EXTRACT start

Proving Ground was my final, and arguably most important project, at the Center for Education Policy Research that inspired me to pursue a doctorate in Information Systems. The overarching goal of the project is to help school districts and charter management organizations evaluate programs they are implementing in their schools. Given the wealth of data school districts have, they should be able to know whether the programs they invest in are working for their students. Though seemingly simple, there are major methodological and technical barriers to accomplishing this goal. My team is innovating in the areas of research design, data visualization and data cleaning to make this vision a reality.
In the first stage of the project, we evaluated multiple educational software products in three large urban school districts and ten charter management organizations. One purpose of the pilot was to test how well different research designs perform in different contexts. Because education programs, specifically educational software, are not assigned to students at random, it is difficult to discern whether the effect of a program is due to the program itself or other observable or unobservable factors. For example, students who use certain software products may also have teachers who are more effective; if this is the case, it is more difficult to know whether increases in student test scores are due to the software or students’ teachers. I was responsible for testing how different matching methods performed under different treatment assignment scenarios in different agencies (see this paper by Gary King for similar research).
I also led the effort to develop data dashboards for our partners to monitor the implementation of their programs. When researchers find education programs to be ineffective, there are often questions about whether the program would have been effective if the program was implemented at a greater dosage or more uniformly across classrooms. For example, to best assess educational software, students must use it for a reasonable amount of time each week and make satisfactory progress through the curriculum. Our dashboards help district leaders and principals view the usage of the software at the school and classroom level so they can intervene when teachers are not using the software adequately. I developed prototypes for the data visualization in R Shiny (see also code) and will be led a development team to complete the work for the partners.

EXTRACT end
EXTRACTED INFORMATION start

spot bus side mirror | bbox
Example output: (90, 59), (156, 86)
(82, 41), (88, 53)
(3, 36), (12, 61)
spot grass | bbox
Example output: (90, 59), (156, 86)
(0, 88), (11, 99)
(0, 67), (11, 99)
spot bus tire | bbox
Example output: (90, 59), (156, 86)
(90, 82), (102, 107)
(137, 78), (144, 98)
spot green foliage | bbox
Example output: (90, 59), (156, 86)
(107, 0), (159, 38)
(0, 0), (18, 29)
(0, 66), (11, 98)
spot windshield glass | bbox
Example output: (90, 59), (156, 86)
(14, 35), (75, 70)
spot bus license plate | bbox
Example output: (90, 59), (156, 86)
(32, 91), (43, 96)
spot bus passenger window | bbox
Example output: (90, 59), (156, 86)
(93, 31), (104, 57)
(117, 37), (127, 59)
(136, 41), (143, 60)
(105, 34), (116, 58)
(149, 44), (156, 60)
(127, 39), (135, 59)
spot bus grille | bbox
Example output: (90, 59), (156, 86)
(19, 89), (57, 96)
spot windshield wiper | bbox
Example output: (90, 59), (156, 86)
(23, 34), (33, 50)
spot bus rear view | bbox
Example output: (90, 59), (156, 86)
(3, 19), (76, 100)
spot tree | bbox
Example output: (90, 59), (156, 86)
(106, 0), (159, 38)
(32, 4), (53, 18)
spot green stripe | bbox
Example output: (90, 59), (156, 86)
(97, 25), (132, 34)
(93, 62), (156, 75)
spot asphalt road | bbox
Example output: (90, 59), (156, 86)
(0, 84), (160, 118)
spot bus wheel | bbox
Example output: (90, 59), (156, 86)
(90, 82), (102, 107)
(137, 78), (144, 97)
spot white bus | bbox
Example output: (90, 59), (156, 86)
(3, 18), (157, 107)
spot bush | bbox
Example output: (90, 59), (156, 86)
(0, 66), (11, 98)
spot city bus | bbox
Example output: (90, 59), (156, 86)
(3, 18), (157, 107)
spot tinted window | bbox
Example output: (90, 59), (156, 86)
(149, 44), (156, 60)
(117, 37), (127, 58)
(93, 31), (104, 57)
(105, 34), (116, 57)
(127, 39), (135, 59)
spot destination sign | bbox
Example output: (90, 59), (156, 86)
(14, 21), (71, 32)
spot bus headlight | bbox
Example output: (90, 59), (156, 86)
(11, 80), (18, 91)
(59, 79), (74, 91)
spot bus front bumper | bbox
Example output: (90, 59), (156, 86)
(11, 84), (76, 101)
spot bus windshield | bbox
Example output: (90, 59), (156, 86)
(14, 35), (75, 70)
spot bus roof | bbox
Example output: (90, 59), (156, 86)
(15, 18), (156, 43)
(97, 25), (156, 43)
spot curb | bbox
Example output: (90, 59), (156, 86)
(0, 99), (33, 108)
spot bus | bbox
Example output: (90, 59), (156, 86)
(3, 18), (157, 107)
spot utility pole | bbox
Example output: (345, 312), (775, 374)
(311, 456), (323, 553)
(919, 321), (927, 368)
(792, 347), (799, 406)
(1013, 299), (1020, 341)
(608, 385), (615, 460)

EXTRACTED INFORMATION end
EXTRACTED INFORMATION start

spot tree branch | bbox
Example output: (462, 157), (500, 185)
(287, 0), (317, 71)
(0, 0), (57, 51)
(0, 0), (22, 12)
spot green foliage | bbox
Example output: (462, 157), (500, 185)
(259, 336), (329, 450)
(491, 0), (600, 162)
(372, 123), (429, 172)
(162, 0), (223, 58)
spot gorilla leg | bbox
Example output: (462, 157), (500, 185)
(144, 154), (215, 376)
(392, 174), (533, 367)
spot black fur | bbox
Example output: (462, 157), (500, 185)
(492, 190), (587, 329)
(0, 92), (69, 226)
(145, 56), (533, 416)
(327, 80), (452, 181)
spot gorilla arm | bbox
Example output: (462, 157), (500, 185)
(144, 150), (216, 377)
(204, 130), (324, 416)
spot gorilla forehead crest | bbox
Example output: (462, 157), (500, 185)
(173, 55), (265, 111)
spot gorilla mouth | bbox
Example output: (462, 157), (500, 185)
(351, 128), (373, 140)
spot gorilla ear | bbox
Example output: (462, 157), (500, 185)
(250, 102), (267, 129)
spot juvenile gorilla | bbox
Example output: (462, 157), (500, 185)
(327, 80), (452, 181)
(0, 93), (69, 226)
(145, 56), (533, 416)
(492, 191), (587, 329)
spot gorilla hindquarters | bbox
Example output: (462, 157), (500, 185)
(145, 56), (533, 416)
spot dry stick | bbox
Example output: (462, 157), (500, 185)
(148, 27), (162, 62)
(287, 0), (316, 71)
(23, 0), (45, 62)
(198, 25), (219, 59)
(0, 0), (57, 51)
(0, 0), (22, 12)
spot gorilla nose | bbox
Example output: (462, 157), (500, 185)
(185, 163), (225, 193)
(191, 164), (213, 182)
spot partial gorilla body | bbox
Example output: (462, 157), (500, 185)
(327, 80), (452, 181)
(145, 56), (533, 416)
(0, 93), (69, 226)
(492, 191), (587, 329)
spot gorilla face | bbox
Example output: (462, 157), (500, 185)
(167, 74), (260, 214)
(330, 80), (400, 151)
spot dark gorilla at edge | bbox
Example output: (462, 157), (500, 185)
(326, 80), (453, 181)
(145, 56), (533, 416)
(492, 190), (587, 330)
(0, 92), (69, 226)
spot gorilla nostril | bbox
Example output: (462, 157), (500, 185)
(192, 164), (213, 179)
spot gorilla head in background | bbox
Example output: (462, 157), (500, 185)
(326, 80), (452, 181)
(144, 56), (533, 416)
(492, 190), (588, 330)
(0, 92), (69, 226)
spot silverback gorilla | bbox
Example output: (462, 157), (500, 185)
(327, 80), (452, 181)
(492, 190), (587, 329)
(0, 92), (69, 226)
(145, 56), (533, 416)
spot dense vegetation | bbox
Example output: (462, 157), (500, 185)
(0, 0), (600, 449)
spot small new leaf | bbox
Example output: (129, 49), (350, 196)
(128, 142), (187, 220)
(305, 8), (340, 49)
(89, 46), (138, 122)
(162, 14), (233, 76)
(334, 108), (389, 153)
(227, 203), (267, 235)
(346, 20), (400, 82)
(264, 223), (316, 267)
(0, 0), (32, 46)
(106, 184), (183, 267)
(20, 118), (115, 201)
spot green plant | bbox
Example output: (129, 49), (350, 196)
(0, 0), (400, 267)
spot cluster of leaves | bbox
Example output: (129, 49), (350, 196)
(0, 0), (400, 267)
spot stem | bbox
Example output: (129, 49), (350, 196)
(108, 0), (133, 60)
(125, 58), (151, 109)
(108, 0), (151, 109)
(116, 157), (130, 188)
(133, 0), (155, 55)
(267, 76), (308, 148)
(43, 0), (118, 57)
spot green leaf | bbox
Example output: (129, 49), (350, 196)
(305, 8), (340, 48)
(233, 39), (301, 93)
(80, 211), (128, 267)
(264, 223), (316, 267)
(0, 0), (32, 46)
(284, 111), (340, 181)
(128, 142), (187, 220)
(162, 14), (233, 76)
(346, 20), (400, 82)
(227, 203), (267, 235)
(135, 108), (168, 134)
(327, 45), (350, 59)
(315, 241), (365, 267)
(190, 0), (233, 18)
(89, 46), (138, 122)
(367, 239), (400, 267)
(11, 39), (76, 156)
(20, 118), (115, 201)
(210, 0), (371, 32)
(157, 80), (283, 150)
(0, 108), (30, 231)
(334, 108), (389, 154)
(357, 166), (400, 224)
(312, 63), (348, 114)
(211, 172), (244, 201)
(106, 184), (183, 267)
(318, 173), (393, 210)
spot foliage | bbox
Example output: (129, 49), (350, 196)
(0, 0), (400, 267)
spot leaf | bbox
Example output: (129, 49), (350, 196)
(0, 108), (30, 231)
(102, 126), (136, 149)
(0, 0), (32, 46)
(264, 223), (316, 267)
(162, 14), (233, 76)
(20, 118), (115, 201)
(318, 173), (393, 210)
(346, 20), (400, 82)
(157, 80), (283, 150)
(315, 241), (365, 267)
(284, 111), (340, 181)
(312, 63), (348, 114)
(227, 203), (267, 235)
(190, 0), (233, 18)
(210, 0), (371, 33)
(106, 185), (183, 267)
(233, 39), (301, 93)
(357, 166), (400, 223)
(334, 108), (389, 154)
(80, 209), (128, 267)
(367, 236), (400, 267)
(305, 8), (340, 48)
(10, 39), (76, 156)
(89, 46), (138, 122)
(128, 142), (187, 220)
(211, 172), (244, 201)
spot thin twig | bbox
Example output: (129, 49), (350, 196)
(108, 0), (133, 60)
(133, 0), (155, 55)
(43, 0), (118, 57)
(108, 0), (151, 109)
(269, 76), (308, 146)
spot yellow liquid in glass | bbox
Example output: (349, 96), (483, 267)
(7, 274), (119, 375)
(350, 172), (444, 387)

EXTRACTED INFORMATION end

▶ REQUIRED TASKS:
[1] Repeat everything in the Proving Ground description from "I also led the" down to "for the partners.", word for word.
[2] Pick up the Proving Ground description after its final sentence and continue writing it.

▶ ANSWERS BY TASK:
[1]
I also led the effort to develop data dashboards for our partners to monitor the implementation of their programs. When researchers find education programs to be ineffective, there are often questions about whether the program would have been effective if the program was implemented at a greater dosage or more uniformly across classrooms. For example, to best assess educational software, students must use it for a reasonable amount of time each week and make satisfactory progress through the curriculum. Our dashboards help district leaders and principals view the usage of the software at the school and classroom level so they can intervene when teachers are not using the software adequately. I developed prototypes for the data visualization in R Shiny (see also code) and will be led a development team to complete the work for the partners.

[2]
Finally, my team and I have also put in a great deal of effort to clean and standardize the data from our school district partners. Though data cleaning is not the sexiest of topics, having clean data is vital to a successful quantitative research project. Education data is uniquely challenging in that it is usually housed in disparate databases and it is up to savvy researchers to clean and connect it together. Data on teachers from a human resources database, for example, may be structured completely differently from data on students from a student information system. In typical research projects in education, researchers clean and standardize data from one district at a time; my team has completed thirteen agencies so far and may expand to dozens more. We have made this possible through our many years of combined experience with education data, an eye for detail, and love of programming.
Proving Ground is a five-year project on a grant from the Bill and Melinda Gates Foundation. My team aims to make the project self-sustaining. School districts will pay a modest fee to access our web-based tools and keep the project going. To read more about Proving Ground or become a partner, please visit our website.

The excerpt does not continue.